***** Provided entries

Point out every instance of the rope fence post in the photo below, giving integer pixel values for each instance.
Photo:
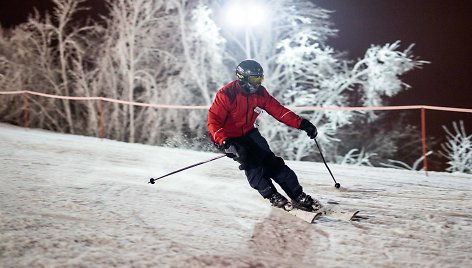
(101, 129)
(25, 110)
(423, 139)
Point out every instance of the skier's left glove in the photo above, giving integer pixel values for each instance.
(309, 128)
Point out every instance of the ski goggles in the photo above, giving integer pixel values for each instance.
(256, 80)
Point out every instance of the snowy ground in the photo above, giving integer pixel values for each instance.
(78, 201)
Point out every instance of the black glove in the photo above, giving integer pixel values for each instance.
(309, 128)
(236, 151)
(230, 148)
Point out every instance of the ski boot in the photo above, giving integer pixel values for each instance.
(306, 202)
(278, 200)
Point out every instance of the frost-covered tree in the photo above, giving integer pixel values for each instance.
(160, 52)
(458, 149)
(301, 70)
(47, 53)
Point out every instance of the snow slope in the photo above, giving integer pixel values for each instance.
(73, 201)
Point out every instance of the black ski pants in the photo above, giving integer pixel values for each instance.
(261, 166)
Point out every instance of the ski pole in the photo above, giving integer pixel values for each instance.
(152, 180)
(336, 184)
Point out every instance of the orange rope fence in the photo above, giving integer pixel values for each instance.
(100, 100)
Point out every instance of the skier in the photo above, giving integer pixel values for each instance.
(231, 120)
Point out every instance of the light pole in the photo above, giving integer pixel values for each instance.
(249, 15)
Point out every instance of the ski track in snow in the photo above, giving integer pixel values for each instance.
(74, 201)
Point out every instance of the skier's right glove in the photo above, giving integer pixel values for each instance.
(309, 128)
(230, 148)
(236, 151)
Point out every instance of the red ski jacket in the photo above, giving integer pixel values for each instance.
(233, 112)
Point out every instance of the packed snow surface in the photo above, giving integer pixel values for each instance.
(74, 201)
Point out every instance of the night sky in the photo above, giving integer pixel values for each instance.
(440, 29)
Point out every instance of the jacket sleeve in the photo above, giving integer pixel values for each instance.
(217, 115)
(280, 112)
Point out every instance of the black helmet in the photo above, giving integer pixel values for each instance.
(250, 75)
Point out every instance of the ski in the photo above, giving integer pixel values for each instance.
(330, 211)
(308, 216)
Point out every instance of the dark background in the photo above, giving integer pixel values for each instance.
(440, 30)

**********

Problem -> Replace "integer pixel values" with "whole-number pixel coordinates" throughout the records above, leaving everything else unchanged. Omit the pictures from your answer.

Exercise answer ->
Point out every instance of the rope fence post in the photo below, giving whole-number pixel coordinates for each instance.
Photo:
(101, 129)
(25, 110)
(423, 139)
Point out every instance of the skier's left glove in the photo above, giving whole-number pixel coordinates for each instance.
(309, 128)
Point out every instance of the ski goggles in the photo above, giving whole-number pixel coordinates for each instance.
(256, 80)
Point out every instance of the snowy ground in the photo above, giving whole-number pixel coordinates for each instance.
(78, 201)
Point out every instance of the black glove in the photo above, giving whole-number pixel coordinates for each instance.
(309, 128)
(236, 151)
(230, 148)
Point out every instance of the ski boot in the photo above, giving whole-number pixel coordinates for each instance.
(306, 202)
(278, 200)
Point out every instance of the frost-covered tree in the photo above, giving whole-number pixel coordinates for each instance.
(160, 52)
(458, 149)
(301, 70)
(47, 53)
Point out every instance of the snow slope in the photo above, giving whole-number pixel coordinates for each instance.
(73, 201)
Point out every instance of the black ski pants in the photo above, giving whole-number pixel coordinates for each instance.
(261, 166)
Point out every instance of the ski pole in the photo above, giving whole-number pixel coordinates for each instance.
(152, 180)
(336, 184)
Point out every instance of the orange rope fence in the photo above, giving whole-number pixel coordinates for each instance.
(100, 100)
Point out every instance of the skier in the photo above, giving whole-number pixel coordinates for each instance.
(231, 120)
Point out every instance of the light pole in the photo above, giving whole-number pixel coordinates for each instance.
(249, 15)
Point out every instance of the ski track in snow in the photo above, giving whole-number pixel coordinates for each instance.
(74, 201)
Point out every instance of the skier's right glove in the photo above, giving whole-number pixel coordinates for each instance.
(309, 128)
(230, 148)
(236, 151)
Point out every instance of the red ski jacket in the photo above, giving whole-number pixel coordinates for each instance.
(233, 112)
Point out every instance of the packed snow surface in the photo above, giving whole-number pixel coordinates for each instance.
(74, 201)
Point out every instance of the night sky in the photo above, giving whole-number pixel coordinates for each instance.
(440, 29)
Point out every instance of the jacket sleeve in the photo above, giving whole-number pixel coordinates for each instance.
(217, 115)
(280, 112)
Point out every instance of the black helmet in the photo above, giving whole-number pixel coordinates for each instance.
(250, 75)
Point out every instance of the ski in the photo above, giving whole-number pixel coordinates for each instance.
(330, 211)
(308, 216)
Point out every instance of the dark background in the photo above, giving whole-number pixel coordinates for each instance.
(440, 30)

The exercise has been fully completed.